[Try it]: Restate each entry below word for word, without skipping any.

(Information shown Opens)

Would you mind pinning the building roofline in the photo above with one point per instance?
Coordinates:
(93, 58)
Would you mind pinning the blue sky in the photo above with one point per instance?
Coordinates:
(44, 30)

(Information shown Closes)

[Finished exercise]:
Would you mind pinning the building roofline in the photo above with one point per instance?
Coordinates:
(93, 58)
Would you mind pinning the blue sky in the photo above with one point per instance?
Coordinates:
(44, 30)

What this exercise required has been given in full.